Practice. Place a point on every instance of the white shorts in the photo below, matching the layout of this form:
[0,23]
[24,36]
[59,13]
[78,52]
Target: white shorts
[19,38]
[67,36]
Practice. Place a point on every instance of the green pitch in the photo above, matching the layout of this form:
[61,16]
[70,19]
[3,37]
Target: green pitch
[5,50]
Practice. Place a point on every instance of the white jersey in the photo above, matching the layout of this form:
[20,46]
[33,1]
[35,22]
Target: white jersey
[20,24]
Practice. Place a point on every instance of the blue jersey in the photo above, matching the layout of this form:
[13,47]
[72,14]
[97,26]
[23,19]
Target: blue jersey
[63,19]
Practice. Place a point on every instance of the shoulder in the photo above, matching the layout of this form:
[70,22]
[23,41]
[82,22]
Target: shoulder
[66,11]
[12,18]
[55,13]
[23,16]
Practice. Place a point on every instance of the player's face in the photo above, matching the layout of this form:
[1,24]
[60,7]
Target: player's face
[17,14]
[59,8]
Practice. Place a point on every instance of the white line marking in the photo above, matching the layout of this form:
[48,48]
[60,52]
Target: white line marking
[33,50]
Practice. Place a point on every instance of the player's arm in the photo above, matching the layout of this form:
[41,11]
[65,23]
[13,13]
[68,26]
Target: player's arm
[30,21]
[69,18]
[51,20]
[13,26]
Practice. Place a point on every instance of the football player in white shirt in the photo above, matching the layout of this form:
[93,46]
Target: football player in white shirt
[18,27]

== What the task asks ==
Copy out the stretch from the line containing "Practice. Place a point on every instance of the player's arm" through the last of the lines above, offsetting each answer coordinate by 127 and leaving everything else as it is.

== The reply ==
Practice. Place a point on every instance of the player's arm in the photo above, matching the layout of this form:
[41,11]
[65,23]
[13,13]
[68,26]
Target: player's arm
[157,148]
[196,145]
[178,147]
[140,153]
Practice. Place a point on every instance of the football player in white shirt in the photo above, matching the layout of this form:
[93,46]
Target: football player in white shirt
[145,154]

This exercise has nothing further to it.